Texte de lecture:
Les brouillons, sous forme numérisée, sont l’élément emblématique du site jptoussaint.com. En cliquant sur un des quatre titres de la page d’accueil – ceux des romans composant le Cycle de Marie11 – ou bien sur l’icône du chat (qui conduit vers le « Projet Réticence »12), ou encore sur tel ou tel des titres en néon dans la page « Maison13 », nous accédons à la numérisation d’une immense quantité de brouillons, manuscrits, dactylographiés ou numériques.
S’il est vrai que pour nombre d’écrivains le brouillon est un lieu dont le secret est jalousement préservé, plusieurs auteurs ont, dans certaines circonstances, accepté de dévoiler leurs manuscrits de travail et certains ont autorisé ou même suscité leur publication. La signification et la portée de ces gestes varient considérablement selon les cas de figure. Situer l’entreprise de Toussaint par rapport à quelques autres exemples d’auteurs ayant donné leurs manuscrits à la publication s’avère révélateur.
On peut d’abord confronter la démarche de Jean-Philippe Toussaint à celle d’une écrivaine bruxelloise, appartenant à la même génération que lui : le facsimilé du manuscrit d’Hygiène de l’assassin d’Amélie Nothomb a paru en 2012 aux éditions des Saints Pères. « Cher lecteur,/ Ceci est le manuscrit d’Hygiène de l’assassin »14, écrit l’autrice dans la page liminaire. Ce que Toussaint met en ligne, ce n’est justement pas le manuscrit – qui désigne, chez Nothomb, la dernière mise au net du roman – mais les brouillons. Il y a bien, dans jptoussaint.com, la numérisation de quelques belles pages manuscrites, mais la plus grande partie de documents sont soit des dactylographies, soit des sauvegardes à partir d’un traitement de textes, présentées dans une police de travail. Double renoncement à l’élégance et la netteté de la page imprimée d’une part, et aux séductions les plus évidentes du manuscrit, à l’aura de l’autographe, de l’autre. Cette sorte d’ascétisme ne répond pas à une quelconque humilité, elle obéit simplement à la cohérence d’une démarche. Elle aspire à montrer le travail, et non son seul aboutissement : à travers les états successifs, les actes ayant engendré une œuvre, sans en omettre les tâtonnements, les fourvoiements, les impasses.
Un exemple bien plus proche serait celui de Jean-Michel Maulpoix, dont le site maulpoix.net propose (dans une rubrique explicitement nommée « Manuscrits et carnets »15) la numérisation de certaines pages empruntées à des carnets de voyage ou aux brouillons de deux recueils (Une histoire de bleu et Domaine public). Un trait qui se mesure d’abord en termes quantitatifs, mais se traduit aussitôt en une différence de nature, distingue les deux sites. Montrés avec une parcimonie extrême, les brouillons reproduits dans maulpoix.net se présentent comme des échantillons, aussi bien denses que rares, du travail de création. Jptoussaint fait également appel, comme nous le verrons, à une logique de l’échantillon, mais il bascule, en deux endroits essentiels du site, vers une démarche très différente : celle qui consiste à montrer la totalité ou la quasi-totalité des brouillons d’une œuvre.

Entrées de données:
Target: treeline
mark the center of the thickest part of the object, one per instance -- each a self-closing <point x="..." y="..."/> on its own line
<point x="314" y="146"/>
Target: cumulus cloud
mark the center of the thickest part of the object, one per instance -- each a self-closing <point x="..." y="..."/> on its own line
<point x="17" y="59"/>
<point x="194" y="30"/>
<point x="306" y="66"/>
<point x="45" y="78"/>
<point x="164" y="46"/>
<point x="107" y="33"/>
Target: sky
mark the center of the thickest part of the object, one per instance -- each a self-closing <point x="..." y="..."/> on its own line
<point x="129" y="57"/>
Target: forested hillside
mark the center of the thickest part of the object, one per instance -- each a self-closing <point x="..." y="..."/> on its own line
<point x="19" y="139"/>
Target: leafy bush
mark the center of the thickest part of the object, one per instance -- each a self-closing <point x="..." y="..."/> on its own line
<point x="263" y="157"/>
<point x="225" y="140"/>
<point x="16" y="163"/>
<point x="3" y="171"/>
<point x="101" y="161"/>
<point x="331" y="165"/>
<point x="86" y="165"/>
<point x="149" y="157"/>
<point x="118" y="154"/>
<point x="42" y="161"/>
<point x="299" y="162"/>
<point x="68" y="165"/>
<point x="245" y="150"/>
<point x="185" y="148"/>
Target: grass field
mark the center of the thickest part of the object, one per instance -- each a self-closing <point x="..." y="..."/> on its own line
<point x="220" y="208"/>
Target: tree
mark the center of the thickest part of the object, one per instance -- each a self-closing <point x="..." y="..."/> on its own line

Consigne: D'après le texte sur les brouillons de Jean-Philippe Toussaint, en quelle année a paru le facsimilé du manuscrit d'Hygiène de l'assassin, s'il vous plaît ?

Réponse: En 2012, aux éditions des Saints Pères.